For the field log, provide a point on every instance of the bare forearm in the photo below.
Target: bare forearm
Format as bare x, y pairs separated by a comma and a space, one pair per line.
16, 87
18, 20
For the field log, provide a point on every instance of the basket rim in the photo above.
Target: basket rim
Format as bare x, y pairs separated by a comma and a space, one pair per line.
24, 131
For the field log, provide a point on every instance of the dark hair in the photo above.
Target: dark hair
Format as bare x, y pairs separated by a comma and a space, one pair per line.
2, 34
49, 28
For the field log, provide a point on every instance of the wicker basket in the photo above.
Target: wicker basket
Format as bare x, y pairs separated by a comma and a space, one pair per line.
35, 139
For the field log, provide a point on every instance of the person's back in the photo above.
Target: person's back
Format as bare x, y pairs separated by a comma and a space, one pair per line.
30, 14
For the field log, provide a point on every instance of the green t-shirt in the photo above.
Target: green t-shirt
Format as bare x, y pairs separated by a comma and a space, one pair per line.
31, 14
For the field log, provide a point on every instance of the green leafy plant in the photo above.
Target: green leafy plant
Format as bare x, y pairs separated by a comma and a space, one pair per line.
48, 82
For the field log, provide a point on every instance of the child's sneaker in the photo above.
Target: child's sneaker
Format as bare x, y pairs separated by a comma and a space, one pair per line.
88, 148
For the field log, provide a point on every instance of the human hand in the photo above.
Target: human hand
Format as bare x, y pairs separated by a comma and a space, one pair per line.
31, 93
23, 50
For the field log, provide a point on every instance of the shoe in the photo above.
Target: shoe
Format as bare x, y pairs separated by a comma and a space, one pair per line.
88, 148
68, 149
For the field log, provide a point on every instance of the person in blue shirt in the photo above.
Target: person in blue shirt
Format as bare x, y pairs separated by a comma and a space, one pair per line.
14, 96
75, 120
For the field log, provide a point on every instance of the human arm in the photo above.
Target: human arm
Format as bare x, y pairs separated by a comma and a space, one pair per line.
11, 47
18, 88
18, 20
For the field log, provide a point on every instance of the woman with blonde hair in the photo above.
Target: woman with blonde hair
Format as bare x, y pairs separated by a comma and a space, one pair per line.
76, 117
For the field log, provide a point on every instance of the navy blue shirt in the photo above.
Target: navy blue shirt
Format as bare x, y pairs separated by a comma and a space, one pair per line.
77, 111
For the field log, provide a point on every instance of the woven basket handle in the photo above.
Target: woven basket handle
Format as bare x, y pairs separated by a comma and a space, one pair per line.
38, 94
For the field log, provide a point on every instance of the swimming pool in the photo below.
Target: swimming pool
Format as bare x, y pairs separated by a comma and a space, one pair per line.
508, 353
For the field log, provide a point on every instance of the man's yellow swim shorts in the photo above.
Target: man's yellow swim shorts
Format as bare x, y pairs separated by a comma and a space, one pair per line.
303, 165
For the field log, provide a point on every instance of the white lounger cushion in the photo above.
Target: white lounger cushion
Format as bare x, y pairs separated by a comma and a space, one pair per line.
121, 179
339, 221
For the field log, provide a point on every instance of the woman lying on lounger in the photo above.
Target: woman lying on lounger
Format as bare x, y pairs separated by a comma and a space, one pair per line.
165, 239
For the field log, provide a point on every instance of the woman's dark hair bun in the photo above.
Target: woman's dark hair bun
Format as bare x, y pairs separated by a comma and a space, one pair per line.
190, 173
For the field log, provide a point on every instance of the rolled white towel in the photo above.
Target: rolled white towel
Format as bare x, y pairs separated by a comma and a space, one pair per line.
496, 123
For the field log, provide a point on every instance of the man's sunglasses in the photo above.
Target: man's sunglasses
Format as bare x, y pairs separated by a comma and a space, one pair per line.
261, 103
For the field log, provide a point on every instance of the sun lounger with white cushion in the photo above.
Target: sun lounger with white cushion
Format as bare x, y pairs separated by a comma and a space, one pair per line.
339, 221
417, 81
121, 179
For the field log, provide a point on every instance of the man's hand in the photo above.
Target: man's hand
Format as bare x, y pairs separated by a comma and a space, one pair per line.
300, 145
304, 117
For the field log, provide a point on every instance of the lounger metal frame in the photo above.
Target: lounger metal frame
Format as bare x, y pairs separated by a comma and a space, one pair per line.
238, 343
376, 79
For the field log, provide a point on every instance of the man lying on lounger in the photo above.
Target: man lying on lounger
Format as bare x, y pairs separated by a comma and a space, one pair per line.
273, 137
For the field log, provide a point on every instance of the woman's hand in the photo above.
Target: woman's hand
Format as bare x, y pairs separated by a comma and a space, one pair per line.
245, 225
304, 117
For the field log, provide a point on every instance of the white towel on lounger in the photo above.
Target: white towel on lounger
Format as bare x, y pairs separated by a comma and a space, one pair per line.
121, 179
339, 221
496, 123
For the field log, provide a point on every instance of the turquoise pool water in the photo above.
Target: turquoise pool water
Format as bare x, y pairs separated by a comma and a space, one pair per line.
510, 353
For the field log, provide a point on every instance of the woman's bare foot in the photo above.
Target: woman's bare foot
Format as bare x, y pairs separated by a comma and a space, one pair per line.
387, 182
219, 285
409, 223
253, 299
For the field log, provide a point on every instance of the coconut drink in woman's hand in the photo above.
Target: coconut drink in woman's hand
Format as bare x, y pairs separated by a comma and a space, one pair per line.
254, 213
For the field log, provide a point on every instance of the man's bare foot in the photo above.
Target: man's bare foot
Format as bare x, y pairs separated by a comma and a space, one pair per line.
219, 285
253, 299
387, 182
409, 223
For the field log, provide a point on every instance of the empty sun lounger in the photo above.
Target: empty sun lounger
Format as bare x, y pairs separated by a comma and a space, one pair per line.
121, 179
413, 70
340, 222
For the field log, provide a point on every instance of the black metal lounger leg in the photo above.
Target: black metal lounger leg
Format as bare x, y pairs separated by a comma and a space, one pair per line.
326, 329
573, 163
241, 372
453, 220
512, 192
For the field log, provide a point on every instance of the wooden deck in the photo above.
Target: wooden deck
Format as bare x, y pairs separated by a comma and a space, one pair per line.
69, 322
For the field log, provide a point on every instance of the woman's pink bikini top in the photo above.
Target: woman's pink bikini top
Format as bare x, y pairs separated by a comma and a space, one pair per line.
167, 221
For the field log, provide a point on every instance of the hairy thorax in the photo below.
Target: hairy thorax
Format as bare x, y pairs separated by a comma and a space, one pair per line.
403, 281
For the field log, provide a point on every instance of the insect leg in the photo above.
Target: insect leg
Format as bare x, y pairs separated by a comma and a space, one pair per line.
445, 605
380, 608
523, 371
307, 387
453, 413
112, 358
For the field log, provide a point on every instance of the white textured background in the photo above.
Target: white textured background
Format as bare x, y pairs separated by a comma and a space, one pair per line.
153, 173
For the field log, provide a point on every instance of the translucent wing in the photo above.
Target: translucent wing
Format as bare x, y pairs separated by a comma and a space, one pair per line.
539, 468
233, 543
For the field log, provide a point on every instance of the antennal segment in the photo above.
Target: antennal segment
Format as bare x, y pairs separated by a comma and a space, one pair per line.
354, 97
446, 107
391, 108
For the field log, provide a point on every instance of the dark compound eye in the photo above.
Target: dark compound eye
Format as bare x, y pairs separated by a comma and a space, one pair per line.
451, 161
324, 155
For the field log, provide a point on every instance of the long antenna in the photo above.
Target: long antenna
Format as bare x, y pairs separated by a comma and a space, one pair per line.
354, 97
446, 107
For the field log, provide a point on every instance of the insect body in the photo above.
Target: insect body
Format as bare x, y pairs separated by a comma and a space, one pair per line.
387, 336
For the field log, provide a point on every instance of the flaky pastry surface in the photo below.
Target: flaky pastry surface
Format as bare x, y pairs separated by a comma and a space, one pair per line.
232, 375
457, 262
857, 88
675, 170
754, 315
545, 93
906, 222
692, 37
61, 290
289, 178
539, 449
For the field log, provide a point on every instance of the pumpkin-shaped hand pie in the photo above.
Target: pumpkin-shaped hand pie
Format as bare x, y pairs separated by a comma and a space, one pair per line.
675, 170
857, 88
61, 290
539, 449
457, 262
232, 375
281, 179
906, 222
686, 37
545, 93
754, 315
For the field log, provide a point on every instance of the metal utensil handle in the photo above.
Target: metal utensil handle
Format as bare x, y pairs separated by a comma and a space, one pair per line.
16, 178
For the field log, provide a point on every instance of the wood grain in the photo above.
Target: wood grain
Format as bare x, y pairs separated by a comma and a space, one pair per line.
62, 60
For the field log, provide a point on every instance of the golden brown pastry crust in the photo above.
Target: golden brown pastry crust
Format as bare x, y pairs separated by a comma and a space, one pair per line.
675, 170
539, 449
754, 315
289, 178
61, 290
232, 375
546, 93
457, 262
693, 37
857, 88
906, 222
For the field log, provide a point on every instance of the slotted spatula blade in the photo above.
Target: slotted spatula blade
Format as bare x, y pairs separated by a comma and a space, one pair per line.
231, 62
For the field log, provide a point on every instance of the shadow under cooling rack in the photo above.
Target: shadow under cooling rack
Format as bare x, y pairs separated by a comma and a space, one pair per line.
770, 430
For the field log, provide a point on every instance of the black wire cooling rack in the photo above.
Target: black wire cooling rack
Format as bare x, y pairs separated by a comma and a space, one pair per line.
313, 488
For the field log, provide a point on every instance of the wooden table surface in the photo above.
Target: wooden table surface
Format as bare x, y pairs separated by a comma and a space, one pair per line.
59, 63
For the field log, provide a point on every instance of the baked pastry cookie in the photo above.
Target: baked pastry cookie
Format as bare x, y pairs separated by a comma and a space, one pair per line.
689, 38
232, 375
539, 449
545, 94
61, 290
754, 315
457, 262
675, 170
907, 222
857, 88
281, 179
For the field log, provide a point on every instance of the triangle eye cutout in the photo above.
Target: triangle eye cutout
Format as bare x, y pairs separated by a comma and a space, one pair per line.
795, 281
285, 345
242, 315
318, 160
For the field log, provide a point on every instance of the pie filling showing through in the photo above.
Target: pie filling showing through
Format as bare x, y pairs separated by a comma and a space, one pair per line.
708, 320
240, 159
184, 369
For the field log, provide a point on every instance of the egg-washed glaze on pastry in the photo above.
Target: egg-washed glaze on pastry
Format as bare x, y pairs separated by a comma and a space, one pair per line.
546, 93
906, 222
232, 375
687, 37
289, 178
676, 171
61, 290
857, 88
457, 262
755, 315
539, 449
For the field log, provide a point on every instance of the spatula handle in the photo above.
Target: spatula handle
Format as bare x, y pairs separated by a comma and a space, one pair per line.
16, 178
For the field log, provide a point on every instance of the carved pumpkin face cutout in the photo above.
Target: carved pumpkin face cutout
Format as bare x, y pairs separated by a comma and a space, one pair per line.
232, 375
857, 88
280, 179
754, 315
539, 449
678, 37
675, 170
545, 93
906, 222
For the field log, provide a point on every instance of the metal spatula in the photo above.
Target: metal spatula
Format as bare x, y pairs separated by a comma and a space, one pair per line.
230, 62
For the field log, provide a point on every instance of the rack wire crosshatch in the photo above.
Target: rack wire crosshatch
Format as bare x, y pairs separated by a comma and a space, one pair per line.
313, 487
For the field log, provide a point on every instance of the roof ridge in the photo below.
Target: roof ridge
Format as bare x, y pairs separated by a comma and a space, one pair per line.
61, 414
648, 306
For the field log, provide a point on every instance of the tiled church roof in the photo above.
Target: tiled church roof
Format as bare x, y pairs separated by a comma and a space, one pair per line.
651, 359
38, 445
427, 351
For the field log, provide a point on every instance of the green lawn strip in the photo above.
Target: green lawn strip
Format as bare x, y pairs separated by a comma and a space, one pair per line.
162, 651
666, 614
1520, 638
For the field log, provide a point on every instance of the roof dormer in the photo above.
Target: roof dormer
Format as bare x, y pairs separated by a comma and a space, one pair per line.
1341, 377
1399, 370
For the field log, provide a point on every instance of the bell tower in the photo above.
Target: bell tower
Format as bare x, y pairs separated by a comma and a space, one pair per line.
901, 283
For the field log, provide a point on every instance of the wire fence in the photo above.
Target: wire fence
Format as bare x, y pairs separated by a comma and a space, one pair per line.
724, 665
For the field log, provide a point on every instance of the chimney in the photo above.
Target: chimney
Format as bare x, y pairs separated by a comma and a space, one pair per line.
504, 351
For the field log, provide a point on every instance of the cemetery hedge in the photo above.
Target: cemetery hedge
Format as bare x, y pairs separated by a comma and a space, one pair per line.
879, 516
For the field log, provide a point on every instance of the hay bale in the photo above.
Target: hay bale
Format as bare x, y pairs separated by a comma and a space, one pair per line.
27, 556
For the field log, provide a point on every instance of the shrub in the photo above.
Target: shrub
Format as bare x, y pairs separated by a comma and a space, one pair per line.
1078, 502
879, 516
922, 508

★ ★ ★ ★ ★ ★ ★

== Exercise requirements ==
Give back, exactly as written, the lines from the one with "hedge in the photo above." to the last line.

== Answer to the task ==
For the field log, provide a point on every instance of the cemetery hedge in the photo above.
Target: cemetery hedge
Format as bare x, y pairs separated by a comma and a space, one pair per line.
879, 516
For the field log, provide a point on every instance of the hay bale in the photo above.
Target: hay bale
Format as bare x, y pairs separated by a comma and a space, one pair per line.
27, 556
For the field log, provide a point on every instance of the shrub in the photo above.
Target: shrub
Format as bare x, y pairs separated by a comma and a space, one pair per line.
1078, 502
879, 516
922, 508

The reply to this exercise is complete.